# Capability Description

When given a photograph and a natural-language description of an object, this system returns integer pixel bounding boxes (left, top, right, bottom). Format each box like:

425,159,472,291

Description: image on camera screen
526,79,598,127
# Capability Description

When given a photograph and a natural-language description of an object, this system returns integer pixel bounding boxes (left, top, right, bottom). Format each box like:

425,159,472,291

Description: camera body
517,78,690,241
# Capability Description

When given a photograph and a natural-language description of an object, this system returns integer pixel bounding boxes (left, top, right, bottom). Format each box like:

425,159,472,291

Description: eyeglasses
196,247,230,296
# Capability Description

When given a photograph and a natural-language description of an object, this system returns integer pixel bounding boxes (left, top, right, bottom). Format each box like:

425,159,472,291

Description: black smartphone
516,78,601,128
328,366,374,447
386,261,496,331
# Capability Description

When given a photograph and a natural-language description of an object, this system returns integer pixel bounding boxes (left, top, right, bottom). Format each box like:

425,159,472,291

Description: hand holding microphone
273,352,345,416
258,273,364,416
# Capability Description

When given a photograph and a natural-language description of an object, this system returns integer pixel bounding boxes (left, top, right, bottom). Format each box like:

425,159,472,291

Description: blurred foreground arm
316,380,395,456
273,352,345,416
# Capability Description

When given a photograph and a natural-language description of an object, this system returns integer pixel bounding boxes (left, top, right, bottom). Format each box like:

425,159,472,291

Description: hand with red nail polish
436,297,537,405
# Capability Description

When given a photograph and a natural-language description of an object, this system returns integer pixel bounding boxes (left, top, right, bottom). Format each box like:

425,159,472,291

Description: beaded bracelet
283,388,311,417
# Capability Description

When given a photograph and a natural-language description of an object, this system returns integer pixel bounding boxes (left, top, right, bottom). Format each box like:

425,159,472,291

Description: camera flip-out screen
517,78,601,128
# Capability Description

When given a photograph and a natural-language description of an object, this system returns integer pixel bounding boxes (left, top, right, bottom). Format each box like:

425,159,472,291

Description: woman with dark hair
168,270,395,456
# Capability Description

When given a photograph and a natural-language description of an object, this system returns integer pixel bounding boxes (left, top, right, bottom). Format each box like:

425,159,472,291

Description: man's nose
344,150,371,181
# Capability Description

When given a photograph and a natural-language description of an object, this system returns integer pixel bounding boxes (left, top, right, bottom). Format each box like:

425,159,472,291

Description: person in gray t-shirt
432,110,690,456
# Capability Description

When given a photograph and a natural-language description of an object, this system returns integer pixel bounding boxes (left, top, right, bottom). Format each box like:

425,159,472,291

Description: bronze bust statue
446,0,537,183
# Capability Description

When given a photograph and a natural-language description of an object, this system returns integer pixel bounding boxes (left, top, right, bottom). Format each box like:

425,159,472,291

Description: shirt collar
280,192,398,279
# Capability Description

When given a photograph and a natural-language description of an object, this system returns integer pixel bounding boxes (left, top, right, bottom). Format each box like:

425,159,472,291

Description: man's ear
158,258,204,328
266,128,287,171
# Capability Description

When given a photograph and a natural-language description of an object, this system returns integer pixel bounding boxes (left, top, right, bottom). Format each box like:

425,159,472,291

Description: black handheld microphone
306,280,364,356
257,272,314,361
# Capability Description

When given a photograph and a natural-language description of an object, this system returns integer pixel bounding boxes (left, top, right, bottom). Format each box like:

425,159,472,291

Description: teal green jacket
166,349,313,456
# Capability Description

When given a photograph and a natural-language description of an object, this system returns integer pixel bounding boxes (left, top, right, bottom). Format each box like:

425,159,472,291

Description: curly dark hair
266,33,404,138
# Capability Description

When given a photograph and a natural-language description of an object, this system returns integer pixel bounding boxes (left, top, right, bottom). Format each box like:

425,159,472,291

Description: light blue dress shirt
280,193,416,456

+===+

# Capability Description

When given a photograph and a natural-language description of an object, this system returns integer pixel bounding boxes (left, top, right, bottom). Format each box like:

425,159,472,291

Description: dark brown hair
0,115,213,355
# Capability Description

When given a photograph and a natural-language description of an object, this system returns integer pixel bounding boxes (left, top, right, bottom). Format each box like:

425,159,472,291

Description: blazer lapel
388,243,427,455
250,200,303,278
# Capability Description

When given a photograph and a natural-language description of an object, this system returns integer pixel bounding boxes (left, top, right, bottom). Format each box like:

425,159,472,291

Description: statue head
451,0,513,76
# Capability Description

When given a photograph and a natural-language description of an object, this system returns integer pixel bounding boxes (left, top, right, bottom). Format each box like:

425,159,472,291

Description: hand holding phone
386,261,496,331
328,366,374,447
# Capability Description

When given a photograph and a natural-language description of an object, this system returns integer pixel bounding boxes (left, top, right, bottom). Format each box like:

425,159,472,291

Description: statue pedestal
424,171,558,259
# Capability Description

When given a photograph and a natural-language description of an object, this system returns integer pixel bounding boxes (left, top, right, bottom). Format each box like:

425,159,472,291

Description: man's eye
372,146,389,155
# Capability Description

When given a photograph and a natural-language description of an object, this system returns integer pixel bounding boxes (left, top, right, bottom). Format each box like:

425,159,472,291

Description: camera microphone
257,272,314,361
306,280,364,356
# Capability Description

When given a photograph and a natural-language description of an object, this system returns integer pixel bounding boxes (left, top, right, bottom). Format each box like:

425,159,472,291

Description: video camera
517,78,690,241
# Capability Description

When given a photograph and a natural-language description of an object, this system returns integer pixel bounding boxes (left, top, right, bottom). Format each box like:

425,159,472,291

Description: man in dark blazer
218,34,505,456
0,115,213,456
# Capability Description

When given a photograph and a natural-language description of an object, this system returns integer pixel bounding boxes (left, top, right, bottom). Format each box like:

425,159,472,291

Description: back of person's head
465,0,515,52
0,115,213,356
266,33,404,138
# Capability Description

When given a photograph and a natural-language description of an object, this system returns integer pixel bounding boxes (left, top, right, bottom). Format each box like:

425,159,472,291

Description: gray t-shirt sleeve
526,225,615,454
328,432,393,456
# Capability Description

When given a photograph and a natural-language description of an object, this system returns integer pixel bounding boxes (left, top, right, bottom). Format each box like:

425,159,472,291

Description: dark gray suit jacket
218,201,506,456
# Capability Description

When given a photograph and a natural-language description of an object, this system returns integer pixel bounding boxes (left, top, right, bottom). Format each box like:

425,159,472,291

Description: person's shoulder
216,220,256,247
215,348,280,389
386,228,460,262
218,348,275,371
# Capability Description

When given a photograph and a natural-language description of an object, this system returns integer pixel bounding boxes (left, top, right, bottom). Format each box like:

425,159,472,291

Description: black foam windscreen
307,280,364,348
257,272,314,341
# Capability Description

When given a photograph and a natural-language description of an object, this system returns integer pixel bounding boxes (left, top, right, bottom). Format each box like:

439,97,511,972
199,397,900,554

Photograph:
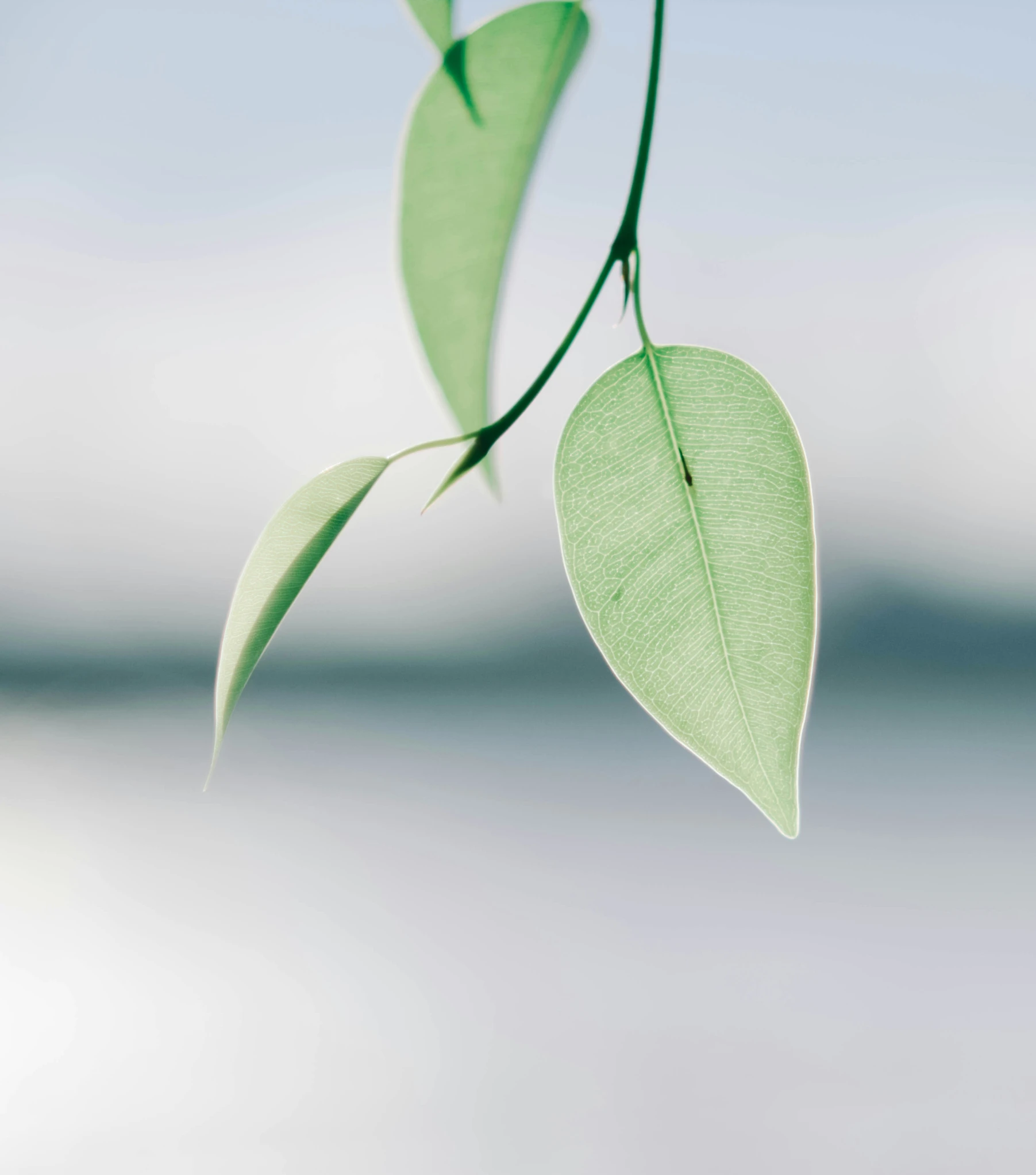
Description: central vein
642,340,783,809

+===+

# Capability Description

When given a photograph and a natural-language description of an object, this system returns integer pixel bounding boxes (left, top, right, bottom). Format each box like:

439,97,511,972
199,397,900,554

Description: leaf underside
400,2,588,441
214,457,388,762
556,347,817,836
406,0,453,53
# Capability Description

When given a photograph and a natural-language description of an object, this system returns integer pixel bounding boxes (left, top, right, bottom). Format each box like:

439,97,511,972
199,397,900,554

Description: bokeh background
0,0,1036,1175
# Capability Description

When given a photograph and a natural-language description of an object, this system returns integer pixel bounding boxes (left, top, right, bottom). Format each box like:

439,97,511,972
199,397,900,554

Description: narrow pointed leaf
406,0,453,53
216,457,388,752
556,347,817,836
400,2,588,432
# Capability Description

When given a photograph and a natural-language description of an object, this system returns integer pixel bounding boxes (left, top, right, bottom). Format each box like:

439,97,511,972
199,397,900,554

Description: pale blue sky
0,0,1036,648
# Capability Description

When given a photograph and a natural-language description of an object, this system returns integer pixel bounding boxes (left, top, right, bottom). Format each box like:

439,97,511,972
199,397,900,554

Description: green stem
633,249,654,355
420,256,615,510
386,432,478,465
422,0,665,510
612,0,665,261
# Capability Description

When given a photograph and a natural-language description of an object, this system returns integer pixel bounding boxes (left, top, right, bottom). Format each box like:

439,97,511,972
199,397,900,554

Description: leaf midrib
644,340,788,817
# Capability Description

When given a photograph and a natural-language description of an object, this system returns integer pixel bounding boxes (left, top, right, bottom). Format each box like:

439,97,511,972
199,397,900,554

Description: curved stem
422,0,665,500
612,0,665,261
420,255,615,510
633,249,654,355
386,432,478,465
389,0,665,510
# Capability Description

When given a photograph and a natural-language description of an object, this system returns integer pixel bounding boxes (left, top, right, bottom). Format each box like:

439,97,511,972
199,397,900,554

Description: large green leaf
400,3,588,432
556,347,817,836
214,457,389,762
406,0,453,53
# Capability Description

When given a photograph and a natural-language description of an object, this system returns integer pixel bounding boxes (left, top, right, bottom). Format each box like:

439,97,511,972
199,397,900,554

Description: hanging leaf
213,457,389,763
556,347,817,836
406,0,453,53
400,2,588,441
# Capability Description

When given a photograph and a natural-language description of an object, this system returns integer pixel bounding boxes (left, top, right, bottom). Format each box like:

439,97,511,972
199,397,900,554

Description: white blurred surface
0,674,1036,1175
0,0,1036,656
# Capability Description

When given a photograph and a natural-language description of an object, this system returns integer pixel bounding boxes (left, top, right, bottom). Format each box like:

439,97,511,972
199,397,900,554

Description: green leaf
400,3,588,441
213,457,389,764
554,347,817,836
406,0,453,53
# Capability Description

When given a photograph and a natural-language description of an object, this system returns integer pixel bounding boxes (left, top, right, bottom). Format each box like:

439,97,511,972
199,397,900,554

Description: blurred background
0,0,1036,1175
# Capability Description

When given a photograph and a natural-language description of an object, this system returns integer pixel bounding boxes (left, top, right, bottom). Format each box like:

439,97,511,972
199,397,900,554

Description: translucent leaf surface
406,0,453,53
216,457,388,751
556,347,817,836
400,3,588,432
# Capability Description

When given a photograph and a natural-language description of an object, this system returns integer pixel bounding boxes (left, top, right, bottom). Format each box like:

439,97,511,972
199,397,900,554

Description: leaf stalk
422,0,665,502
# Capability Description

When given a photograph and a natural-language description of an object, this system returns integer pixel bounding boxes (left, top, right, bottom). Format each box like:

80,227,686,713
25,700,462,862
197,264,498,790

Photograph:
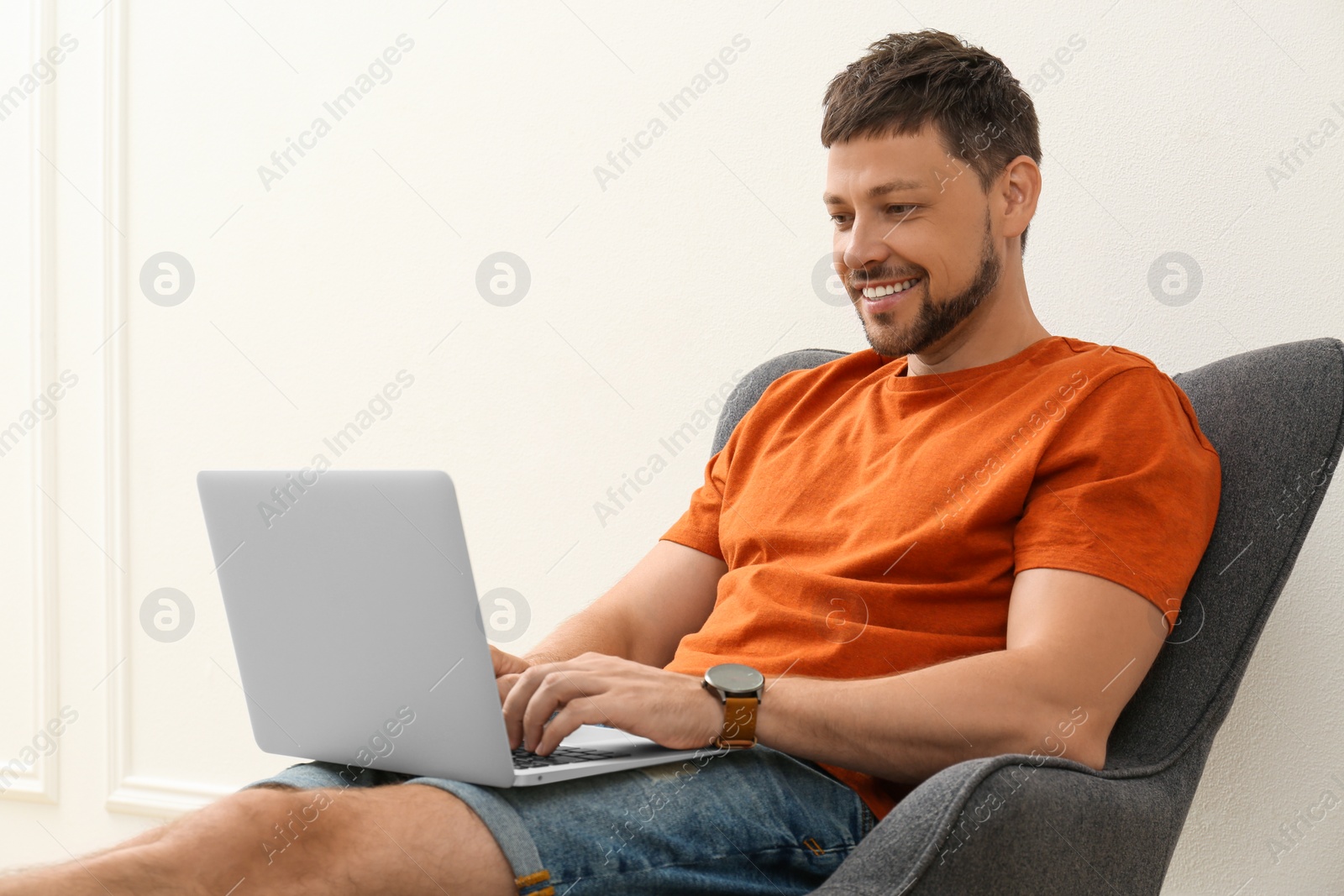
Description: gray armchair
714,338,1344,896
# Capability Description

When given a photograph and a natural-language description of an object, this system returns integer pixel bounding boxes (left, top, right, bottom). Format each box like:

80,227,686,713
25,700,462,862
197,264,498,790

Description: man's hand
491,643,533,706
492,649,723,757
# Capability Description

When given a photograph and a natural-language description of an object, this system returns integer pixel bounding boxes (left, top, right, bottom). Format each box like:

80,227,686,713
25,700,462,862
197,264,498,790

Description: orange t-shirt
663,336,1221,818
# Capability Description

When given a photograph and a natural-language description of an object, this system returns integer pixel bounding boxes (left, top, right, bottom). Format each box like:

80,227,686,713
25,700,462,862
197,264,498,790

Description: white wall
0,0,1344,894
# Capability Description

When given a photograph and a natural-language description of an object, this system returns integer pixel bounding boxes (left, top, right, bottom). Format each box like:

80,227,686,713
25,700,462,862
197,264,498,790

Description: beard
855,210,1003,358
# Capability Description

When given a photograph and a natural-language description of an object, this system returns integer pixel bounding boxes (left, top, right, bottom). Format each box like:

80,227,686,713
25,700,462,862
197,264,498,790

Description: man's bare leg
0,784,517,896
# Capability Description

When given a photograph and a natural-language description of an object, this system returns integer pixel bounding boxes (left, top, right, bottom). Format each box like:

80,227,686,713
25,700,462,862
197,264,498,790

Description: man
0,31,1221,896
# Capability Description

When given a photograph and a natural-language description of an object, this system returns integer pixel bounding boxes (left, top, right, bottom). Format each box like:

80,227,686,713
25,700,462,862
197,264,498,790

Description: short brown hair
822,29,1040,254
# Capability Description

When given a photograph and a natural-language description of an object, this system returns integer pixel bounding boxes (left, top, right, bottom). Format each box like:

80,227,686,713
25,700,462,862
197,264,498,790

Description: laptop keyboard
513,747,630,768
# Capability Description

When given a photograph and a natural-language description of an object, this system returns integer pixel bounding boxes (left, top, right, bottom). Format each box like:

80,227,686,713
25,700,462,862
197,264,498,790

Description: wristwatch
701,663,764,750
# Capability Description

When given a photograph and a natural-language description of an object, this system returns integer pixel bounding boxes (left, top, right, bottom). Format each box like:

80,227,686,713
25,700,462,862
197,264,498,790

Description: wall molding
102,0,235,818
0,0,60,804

+===+

▶ _TASK INSTRUCTIONS_
List every line in the rows above that contains the string "shirt".

▶ _EXPECTED ANSWER_
Description: person in gray t-shirt
Description: shirt collar
Description: light blue dress shirt
Description: gray t-shirt sleeve
Description: orange t-shirt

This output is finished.